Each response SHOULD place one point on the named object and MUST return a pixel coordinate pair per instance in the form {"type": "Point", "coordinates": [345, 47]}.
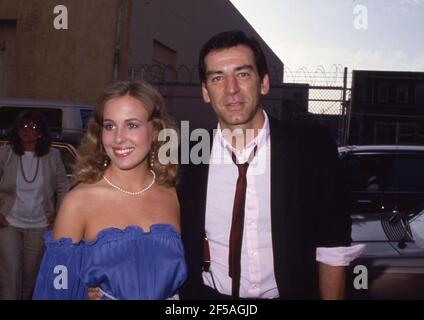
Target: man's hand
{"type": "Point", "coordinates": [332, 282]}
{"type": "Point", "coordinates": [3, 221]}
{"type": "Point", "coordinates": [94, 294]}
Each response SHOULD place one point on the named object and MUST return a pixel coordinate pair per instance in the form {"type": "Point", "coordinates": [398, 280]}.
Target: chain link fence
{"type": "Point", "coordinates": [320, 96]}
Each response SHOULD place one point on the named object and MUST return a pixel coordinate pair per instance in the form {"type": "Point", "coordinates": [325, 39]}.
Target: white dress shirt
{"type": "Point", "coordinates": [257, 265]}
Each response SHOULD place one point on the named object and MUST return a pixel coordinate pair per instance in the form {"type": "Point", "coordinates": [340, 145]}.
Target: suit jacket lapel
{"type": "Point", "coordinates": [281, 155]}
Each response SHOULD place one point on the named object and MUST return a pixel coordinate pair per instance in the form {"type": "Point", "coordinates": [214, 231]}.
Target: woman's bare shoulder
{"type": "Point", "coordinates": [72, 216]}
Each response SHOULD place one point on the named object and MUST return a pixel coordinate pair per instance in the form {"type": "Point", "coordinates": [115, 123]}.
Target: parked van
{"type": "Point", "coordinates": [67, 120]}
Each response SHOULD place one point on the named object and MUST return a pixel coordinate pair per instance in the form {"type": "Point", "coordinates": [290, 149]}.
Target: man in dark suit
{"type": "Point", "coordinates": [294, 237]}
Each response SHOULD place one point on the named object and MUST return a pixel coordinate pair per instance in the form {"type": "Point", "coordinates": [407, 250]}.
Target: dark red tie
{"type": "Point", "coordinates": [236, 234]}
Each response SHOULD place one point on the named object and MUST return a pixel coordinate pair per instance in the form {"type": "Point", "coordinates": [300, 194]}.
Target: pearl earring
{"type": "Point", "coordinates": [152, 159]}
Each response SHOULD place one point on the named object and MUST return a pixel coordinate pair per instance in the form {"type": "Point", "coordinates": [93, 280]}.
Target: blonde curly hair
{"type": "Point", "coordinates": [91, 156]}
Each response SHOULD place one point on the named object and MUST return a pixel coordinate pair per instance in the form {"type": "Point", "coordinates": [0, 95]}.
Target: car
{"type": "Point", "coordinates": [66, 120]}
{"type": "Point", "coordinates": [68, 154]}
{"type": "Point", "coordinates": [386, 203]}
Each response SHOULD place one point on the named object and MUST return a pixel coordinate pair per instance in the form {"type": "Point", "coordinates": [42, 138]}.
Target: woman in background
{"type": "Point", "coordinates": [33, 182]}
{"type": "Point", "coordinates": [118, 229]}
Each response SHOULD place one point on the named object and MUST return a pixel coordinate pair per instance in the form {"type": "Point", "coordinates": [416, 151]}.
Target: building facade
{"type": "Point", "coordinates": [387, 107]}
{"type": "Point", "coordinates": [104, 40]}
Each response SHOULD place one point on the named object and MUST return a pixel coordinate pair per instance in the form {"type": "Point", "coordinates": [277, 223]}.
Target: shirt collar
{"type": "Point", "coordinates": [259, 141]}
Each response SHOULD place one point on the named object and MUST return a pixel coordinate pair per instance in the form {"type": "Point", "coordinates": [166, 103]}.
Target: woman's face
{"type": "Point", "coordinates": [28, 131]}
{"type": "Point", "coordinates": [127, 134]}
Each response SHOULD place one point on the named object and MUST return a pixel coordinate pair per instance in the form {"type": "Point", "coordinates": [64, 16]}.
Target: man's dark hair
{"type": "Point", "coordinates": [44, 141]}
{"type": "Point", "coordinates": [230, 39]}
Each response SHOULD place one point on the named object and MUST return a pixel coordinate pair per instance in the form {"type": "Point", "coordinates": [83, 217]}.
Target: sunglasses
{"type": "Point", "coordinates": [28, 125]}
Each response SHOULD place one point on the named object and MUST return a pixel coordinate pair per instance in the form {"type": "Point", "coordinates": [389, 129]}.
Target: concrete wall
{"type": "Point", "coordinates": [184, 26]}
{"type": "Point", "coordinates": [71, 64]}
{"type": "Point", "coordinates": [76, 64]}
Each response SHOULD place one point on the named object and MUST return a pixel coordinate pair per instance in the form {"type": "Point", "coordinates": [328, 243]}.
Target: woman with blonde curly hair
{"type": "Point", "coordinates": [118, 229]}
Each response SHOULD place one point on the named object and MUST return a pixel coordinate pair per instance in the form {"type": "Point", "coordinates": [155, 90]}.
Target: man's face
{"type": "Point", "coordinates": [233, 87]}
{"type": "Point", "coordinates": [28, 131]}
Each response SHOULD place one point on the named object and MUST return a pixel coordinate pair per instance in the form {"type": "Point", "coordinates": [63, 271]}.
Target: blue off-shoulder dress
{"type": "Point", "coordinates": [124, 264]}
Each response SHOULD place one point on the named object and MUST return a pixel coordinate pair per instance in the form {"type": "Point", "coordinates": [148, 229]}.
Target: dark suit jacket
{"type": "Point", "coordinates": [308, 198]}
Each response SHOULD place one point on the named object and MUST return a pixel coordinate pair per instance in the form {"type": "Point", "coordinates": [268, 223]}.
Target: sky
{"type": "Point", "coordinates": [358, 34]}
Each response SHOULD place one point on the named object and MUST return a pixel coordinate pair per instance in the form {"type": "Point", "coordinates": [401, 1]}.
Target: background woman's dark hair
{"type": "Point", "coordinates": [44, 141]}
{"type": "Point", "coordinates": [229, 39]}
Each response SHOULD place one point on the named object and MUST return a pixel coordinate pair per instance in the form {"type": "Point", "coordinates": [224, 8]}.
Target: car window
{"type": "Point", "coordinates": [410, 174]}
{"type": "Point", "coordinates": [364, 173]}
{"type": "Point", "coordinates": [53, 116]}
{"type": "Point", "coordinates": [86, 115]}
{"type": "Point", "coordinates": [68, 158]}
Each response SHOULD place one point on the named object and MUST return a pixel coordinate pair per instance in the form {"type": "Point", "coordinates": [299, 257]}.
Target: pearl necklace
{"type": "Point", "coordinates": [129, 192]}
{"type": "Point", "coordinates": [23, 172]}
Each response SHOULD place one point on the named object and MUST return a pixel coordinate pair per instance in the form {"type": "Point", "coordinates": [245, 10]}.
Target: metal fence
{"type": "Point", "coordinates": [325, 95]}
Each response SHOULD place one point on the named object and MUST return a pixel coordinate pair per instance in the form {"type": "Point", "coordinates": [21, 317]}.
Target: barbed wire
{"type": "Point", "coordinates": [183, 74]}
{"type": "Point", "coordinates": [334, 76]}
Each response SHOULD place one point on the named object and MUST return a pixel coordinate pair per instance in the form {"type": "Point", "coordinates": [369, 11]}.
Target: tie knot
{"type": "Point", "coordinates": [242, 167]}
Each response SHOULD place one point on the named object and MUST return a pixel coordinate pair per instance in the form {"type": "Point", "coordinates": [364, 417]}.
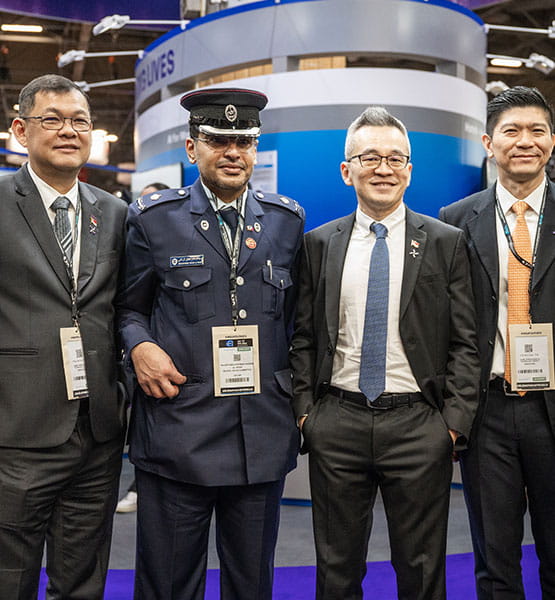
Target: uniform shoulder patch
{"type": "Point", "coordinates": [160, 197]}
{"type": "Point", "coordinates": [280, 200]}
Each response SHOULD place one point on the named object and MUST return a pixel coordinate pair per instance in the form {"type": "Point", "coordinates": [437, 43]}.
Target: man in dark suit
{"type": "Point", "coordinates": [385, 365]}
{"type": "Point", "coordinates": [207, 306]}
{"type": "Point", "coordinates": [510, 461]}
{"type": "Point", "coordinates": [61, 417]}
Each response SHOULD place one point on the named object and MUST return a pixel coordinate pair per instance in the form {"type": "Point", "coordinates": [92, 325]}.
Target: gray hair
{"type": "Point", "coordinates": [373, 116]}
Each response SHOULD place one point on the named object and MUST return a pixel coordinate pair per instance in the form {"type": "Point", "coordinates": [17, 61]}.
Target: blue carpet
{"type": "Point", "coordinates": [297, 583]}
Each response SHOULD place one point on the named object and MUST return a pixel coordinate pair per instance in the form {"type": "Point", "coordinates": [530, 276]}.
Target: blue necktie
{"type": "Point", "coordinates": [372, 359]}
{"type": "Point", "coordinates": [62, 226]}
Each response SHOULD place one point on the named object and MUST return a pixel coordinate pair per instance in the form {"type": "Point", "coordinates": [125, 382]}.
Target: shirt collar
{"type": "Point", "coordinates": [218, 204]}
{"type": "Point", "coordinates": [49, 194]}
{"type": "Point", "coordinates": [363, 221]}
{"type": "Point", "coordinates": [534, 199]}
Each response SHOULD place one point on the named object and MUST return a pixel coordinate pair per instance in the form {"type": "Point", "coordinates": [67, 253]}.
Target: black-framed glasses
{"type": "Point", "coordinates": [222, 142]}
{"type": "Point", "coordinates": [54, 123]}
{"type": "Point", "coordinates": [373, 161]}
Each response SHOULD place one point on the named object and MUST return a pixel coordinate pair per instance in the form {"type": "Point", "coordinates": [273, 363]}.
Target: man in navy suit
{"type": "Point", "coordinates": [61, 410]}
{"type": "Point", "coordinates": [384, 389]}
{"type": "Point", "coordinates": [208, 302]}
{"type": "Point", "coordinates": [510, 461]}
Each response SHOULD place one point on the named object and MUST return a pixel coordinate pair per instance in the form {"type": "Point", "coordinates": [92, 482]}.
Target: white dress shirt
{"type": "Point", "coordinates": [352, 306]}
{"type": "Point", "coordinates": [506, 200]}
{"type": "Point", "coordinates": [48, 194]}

+===+

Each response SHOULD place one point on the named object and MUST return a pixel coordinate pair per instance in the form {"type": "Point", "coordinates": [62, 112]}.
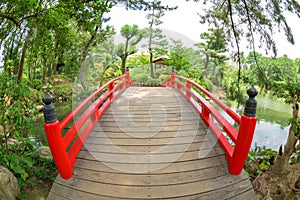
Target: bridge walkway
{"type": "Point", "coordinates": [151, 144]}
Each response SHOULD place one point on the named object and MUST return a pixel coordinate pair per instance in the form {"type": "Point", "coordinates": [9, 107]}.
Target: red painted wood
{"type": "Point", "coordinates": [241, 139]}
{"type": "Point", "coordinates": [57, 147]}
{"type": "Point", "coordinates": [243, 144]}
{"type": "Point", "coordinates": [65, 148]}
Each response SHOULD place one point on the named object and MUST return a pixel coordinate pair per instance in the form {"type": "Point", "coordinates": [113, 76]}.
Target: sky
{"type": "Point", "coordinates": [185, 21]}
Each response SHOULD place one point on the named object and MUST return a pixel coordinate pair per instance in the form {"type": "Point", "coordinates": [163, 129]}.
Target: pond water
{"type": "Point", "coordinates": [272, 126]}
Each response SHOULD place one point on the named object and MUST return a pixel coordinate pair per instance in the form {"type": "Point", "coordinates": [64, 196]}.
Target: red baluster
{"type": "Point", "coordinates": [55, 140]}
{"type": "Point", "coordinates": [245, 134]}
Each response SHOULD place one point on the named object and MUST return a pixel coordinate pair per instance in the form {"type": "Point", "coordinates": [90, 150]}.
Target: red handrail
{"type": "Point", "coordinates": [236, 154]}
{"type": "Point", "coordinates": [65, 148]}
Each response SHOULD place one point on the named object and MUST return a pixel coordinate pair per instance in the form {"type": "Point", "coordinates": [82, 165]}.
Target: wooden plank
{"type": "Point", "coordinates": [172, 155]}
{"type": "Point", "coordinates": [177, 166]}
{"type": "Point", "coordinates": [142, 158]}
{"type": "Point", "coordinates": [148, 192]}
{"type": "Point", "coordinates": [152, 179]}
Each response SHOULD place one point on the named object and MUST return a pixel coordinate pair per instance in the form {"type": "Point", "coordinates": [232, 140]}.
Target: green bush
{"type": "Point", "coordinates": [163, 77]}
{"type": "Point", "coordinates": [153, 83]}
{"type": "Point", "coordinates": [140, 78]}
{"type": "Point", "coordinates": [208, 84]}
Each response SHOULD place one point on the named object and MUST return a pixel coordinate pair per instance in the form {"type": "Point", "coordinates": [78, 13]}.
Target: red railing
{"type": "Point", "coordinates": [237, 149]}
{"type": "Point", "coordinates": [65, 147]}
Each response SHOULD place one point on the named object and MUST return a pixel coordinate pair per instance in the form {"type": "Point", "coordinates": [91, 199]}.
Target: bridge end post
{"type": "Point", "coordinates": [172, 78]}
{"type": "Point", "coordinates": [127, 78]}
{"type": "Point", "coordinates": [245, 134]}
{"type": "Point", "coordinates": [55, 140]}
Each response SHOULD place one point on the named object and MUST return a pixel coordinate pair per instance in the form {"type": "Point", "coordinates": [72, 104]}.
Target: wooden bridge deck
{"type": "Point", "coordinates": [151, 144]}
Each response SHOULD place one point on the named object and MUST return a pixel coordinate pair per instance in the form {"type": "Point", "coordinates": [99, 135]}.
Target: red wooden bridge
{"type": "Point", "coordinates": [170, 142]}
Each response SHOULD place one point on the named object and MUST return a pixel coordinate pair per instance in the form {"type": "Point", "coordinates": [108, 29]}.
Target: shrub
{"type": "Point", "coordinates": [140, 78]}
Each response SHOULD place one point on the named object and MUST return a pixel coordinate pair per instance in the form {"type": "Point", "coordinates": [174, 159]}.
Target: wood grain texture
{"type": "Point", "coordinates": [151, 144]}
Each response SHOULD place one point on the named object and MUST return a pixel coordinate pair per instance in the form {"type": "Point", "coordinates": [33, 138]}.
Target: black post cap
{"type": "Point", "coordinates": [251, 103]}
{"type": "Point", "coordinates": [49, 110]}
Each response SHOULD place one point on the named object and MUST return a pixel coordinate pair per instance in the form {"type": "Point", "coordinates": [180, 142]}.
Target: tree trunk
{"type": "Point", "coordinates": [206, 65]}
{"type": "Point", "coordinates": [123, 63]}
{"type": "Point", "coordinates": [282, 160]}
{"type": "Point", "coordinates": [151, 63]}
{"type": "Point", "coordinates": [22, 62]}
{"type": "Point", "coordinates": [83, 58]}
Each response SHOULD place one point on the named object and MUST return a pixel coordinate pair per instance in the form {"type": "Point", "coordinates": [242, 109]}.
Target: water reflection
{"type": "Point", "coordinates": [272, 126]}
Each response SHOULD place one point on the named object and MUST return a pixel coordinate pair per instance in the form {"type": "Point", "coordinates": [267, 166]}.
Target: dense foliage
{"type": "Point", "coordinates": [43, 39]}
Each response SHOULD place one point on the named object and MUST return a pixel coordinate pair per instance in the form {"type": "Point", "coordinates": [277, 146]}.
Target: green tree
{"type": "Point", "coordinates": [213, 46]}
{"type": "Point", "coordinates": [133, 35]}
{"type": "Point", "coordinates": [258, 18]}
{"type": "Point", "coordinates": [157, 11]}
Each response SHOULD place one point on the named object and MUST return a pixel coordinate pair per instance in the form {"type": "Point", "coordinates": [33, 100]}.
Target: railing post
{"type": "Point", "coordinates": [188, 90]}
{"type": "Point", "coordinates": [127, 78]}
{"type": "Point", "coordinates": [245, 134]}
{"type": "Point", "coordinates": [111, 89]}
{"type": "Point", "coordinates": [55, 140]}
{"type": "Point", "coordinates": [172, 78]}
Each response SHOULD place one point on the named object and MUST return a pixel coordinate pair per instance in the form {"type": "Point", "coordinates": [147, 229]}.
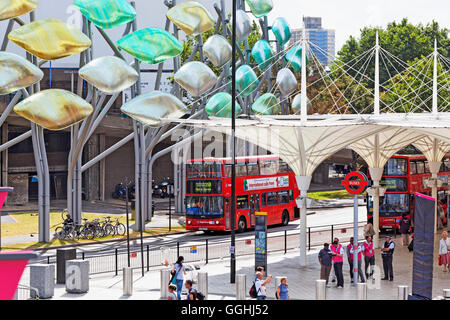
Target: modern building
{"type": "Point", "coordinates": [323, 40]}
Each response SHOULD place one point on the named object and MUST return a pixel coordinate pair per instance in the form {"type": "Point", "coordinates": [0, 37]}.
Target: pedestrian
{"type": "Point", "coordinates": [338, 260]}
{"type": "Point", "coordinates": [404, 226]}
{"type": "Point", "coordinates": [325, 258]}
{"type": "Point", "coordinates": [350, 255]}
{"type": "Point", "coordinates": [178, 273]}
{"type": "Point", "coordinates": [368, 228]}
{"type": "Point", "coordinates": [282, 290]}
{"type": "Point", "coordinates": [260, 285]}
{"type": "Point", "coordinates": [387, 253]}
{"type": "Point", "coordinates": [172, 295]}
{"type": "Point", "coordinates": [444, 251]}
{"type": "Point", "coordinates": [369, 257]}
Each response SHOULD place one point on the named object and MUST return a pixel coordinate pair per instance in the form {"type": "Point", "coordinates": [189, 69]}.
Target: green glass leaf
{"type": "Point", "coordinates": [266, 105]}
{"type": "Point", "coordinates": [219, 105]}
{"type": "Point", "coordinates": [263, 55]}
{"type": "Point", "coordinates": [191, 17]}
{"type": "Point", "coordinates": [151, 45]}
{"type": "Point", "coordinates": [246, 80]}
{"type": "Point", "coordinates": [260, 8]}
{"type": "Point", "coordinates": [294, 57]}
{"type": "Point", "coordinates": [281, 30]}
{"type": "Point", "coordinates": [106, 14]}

+===+

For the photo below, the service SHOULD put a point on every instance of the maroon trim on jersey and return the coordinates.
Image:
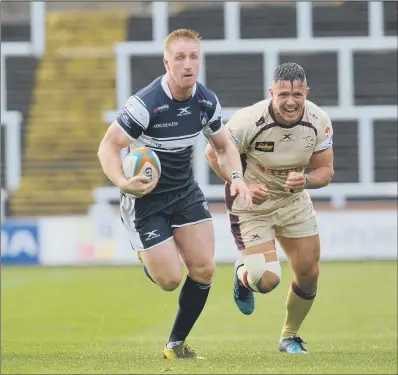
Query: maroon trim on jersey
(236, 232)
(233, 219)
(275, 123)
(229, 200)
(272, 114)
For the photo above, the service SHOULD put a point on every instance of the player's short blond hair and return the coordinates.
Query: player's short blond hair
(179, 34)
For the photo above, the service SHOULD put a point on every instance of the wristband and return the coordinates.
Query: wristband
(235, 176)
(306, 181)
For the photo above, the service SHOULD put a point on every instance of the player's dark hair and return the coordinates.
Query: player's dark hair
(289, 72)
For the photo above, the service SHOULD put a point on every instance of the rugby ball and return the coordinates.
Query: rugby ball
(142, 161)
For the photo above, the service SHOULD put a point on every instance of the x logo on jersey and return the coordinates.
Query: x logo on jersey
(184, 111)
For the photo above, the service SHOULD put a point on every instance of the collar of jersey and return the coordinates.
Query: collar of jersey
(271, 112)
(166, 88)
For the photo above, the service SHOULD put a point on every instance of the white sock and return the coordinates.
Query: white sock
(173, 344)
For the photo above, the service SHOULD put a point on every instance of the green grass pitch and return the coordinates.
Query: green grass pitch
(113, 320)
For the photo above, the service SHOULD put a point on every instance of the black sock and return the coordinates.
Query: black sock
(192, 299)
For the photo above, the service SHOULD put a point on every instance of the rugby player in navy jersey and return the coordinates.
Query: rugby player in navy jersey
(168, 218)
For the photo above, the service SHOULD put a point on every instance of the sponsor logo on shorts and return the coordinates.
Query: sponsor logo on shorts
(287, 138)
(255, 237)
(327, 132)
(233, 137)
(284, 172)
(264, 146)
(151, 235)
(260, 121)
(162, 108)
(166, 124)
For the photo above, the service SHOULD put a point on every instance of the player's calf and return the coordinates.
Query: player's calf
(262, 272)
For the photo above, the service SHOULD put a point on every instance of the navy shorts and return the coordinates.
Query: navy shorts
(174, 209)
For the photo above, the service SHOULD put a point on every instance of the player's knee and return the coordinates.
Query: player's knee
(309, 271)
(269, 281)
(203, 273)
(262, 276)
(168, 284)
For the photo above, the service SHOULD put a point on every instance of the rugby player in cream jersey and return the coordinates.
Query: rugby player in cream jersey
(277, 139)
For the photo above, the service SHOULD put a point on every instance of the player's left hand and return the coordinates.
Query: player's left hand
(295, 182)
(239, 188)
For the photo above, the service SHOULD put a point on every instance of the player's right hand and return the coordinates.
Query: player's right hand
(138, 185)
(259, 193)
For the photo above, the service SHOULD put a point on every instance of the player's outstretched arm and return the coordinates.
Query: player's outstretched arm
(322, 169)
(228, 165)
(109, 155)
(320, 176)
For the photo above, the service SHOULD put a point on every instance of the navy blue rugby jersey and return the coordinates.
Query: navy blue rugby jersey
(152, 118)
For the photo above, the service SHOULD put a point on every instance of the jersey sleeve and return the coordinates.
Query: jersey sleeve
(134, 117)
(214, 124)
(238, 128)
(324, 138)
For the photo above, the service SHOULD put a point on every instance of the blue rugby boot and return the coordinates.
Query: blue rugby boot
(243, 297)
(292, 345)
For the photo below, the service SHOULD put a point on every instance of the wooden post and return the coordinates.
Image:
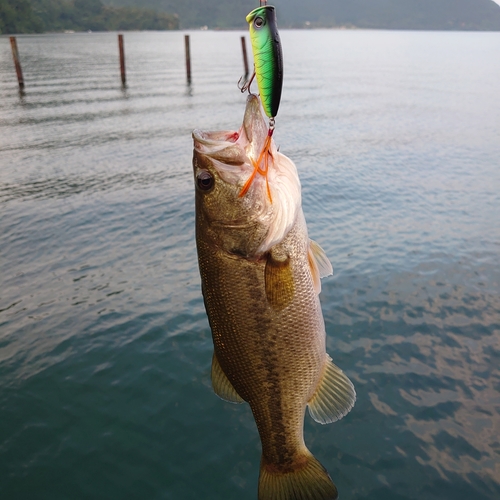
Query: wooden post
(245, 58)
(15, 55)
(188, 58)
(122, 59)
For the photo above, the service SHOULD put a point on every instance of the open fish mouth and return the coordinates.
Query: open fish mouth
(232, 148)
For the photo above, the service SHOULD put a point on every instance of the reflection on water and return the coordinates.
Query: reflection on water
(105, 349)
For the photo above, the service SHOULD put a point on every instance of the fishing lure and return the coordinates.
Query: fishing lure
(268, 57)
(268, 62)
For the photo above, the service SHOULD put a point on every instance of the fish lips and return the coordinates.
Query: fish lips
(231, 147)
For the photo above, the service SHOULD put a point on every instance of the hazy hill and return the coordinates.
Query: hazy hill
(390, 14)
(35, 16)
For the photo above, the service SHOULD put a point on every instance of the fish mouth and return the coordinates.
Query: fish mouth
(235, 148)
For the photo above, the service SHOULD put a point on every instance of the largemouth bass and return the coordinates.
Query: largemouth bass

+===+

ACTIVITY:
Could you filter the material above and copy each line that holds the word "largemouth"?

YOUR SOLUTION:
For the photo above, the service SHOULD put a point on every instance of the largemouth bass and return the coordinates.
Query: largemouth bass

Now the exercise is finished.